## THE TASK
In the essay on exercise below, what did William Banting try on the advice of an eminent surgeon?

When it comes to exercise, I’m a Mark Twain kind of guy. At his 70th birthday party, feted by 170 people in the Red Room at Delmonico’s in New York City, Twain said, “I have never taken any exercise, except sleeping and resting, and I never intend to take any. Exercise is loathsome. And it cannot be any benefit when you are tired; I was always tired” (The New York Times, Dec. 6, 1905).
Twain lived a few more years, dying at age 74. Seventy-four was a decent old-age in that era, and it would be hard to argue that Twain lived anything other than a rich, full, accomplished life. In some ways, he lived too long, for he outlasted not only his wife of 34 years, but two of his three daughters. Twain’s resulting deep depression may have hastened his own end.
Perhaps running wind-sprints up a sandy hill would have cured him, but I doubt it. Having come into the world with Halley’s Comet in 1835, Twain went out when the comet swung by again in April 1910, just as he’d predicted he would.
These days, given his attitude toward exercise, Mark Twain would be in the minority. Everyone believes in exercise now. Many even believe in regular and strenuous exercise. In the low-carb community, the Paleo/Primal folks are the biggest believers in exercise. They apparently even do a lot of it.
I believe in it, too, for other people. I believe you all ought to get out there and just do it. Jog down a muddy track with a log across your shoulders. Every couple miles, drop and do a hundred sit-ups. Then a hundred deep-knee bends.
Keep the log on your shoulders at all times.
Or like William Banting, you could try vigorous rowing. Banting was a once obese, retired British undertaker who self-published his low-carb diet booklet Letter on Corpulence in several editions in the 1860s. (Today, he’d just start a blog.) Before successfully losing weight by cutting starch and sugar out of his diet, Banting tried other approaches. For instance, he took the advice of “an eminent surgeon” and friend who “thought rowing an excellent plan.”

## INFORMATION GIVEN
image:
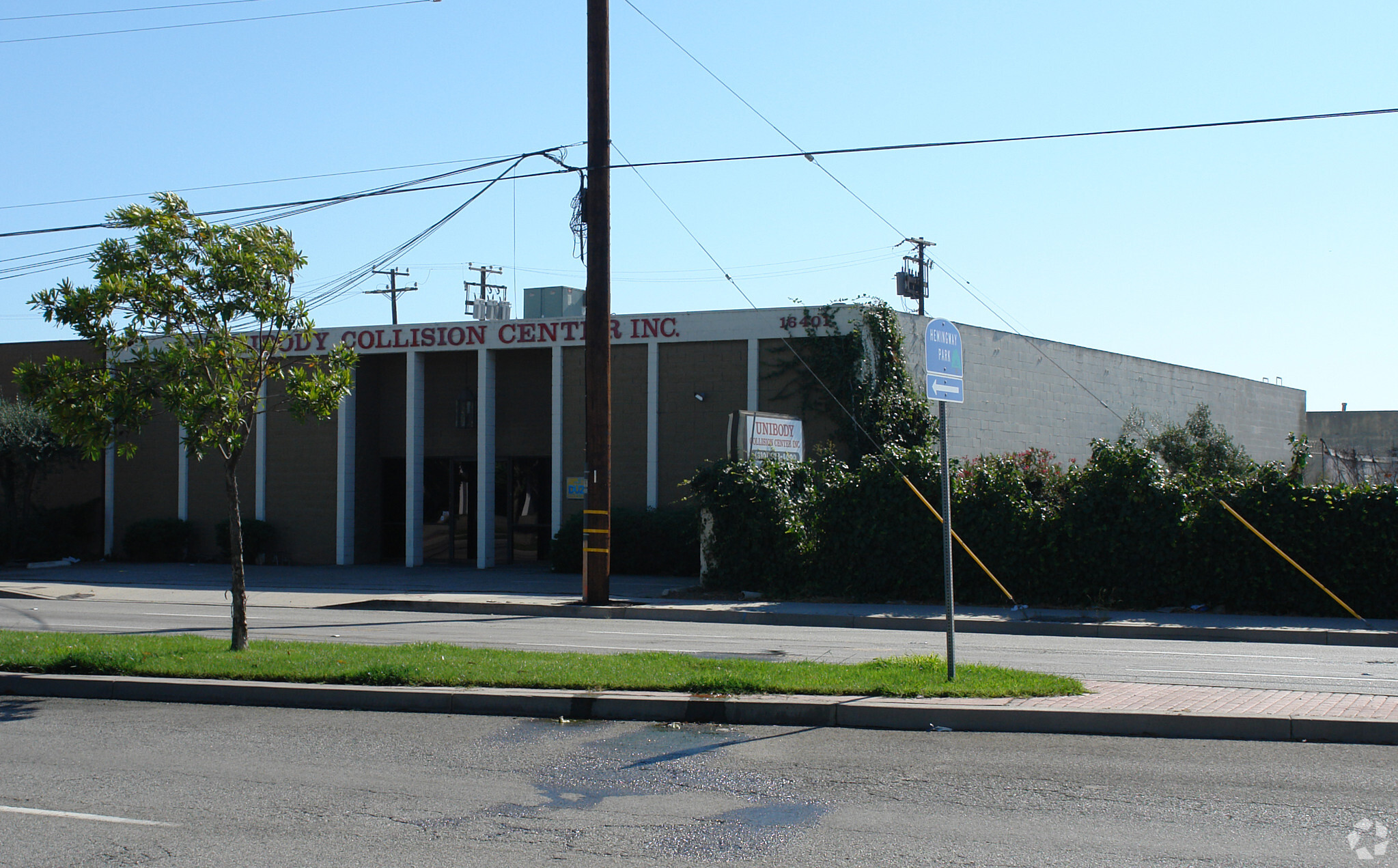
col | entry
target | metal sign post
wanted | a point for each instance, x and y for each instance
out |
(945, 382)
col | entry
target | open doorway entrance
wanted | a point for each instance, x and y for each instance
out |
(522, 509)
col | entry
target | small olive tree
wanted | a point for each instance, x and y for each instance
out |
(189, 316)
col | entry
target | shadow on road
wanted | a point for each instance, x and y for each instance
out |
(14, 708)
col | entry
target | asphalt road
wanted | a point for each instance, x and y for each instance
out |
(1299, 667)
(191, 786)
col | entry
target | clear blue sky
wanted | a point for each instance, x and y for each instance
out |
(1260, 251)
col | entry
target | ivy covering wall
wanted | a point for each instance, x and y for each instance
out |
(1120, 531)
(1140, 526)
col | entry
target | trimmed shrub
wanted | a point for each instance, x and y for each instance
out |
(158, 540)
(1120, 531)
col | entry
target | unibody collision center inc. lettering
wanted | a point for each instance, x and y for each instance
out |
(492, 335)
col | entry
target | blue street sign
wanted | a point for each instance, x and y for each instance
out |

## TASK SOLUTION
Vigorous rowing.